Dataset items
────────

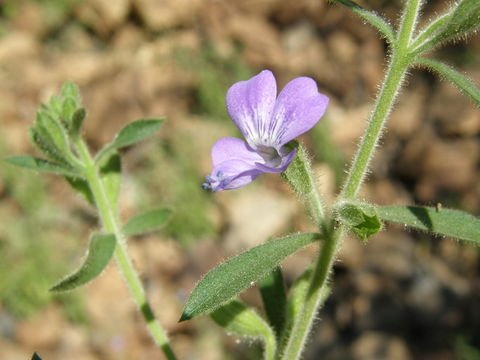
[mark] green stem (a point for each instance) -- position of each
(318, 288)
(109, 218)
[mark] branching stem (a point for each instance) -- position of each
(109, 219)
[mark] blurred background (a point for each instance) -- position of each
(404, 295)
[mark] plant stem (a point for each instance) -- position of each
(318, 287)
(317, 292)
(109, 219)
(397, 69)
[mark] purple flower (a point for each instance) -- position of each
(268, 123)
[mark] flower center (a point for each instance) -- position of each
(212, 182)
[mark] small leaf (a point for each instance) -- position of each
(110, 173)
(463, 83)
(71, 90)
(33, 163)
(100, 252)
(147, 221)
(238, 319)
(232, 277)
(446, 222)
(370, 17)
(274, 296)
(360, 218)
(132, 133)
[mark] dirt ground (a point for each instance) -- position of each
(403, 295)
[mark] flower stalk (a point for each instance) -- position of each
(109, 220)
(397, 68)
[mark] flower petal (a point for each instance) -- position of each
(250, 104)
(298, 108)
(233, 148)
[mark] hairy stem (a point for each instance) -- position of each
(399, 63)
(109, 219)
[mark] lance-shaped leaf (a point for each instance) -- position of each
(274, 297)
(132, 133)
(235, 275)
(463, 83)
(100, 251)
(33, 163)
(147, 221)
(78, 117)
(370, 17)
(446, 222)
(239, 319)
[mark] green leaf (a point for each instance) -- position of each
(232, 277)
(147, 221)
(370, 17)
(362, 219)
(463, 83)
(132, 133)
(110, 173)
(81, 186)
(241, 320)
(446, 222)
(460, 20)
(274, 296)
(77, 121)
(100, 252)
(33, 163)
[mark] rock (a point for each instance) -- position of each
(453, 112)
(348, 125)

────────

_ASSIGNMENT_
Only the lines from the one containing "[mark] dirt ground" to the end of the data should be printed, exactly as they stand.

_SOLUTION TO THE PROBLEM_
[mark] dirt ground (a point for each instance) -- position of each
(403, 295)
[mark] flower stalk (a point for each instance) -- position of each
(109, 220)
(397, 68)
[mark] flower petal (a point for each instance) -- position of each
(250, 104)
(298, 108)
(233, 148)
[mark] hairy stem (a point for each instance) -- position of each
(399, 63)
(109, 219)
[mark] lance-shaped leaf (a point for each instance) -- position of each
(274, 297)
(132, 133)
(235, 275)
(463, 83)
(100, 251)
(33, 163)
(147, 221)
(78, 117)
(370, 17)
(446, 222)
(239, 319)
[mark] green leaf (a point for each instance) -- position of each
(232, 277)
(147, 221)
(370, 17)
(362, 219)
(463, 83)
(132, 133)
(110, 173)
(81, 186)
(241, 320)
(446, 222)
(460, 20)
(274, 296)
(77, 121)
(100, 252)
(33, 163)
[mark] rock (a point for each instance) -- position of each
(453, 112)
(348, 125)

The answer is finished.